··· Fragmento de texto

20. La beatificación de Josemaría Escrivá

Semblante biográfico de Mons. Álvaro del Portillo escrito por Salvador Bernal

Algunas virtudes de don Álvaro, como la tenacidad, la capacidad organizativa y el impulso de la tarea en equipo, resultaron notorias durante la preparación de la documentación para el proceso de beatificación de Mons. Escrivá de Balaguer. He visto, en parte, cómo planeó las diversas etapas, cómo eligió a las personas que habían de ocuparse de tantos asuntos, y cómo estaba pendiente -sin agobios ni controles- de que fuesen adelante. La verdad es que a la solemne ceremonia del 17 de mayo de 1992 -en la que fue beatificada también Giuseppina Bakhita, religiosa canosiana de las Hijas de la Caridad, nacida en Sudán, luminoso testimonio de reconciliación y perdón evangélicos, en palabras de Juan Pablo II- habían precedido miles de horas de trabajo a conciencia, que cuajaron en multitud de páginas encuadernadas en decenas de volúmenes. Las reformas jurídicas promulgadas por los Papas Pablo VI y Juan Pablo II -en aplicación del Concilio Vaticano II‑ agilizaron los procesos. Pero no por eso dejó de ser indispensable un esfuerzo ímprobo de reunir y estudiar documentos. Don Álvaro manifestaba también que no habría sido posible acabar tan pronto sin los modernos medios informáticos: los ordenadores habían permitido trabajar mucho más deprisa y mejor.

······
··· Material proporcionado

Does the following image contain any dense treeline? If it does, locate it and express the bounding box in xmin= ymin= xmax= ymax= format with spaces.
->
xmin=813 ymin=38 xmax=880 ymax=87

······

Tarea:
Responde estas preguntas a partir del texto sobre la beatificación de Josemaría Escrivá, con cada respuesta en su propia línea y marcada con la misma letra.
(a) ¿En qué fecha tuvo lugar la solemne ceremonia de beatificación?
(b) ¿Quién fue beatificada también en esa misma ceremonia?
(c) Según don Álvaro, ¿qué medios hicieron posible acabar tan pronto?

Respuesta:
(a) El 17 de mayo de 1992.
(b) Giuseppina Bakhita, religiosa canosiana de las Hijas de la Caridad, nacida en Sudán.
(c) Los modernos medios informáticos, es decir, los ordenadores.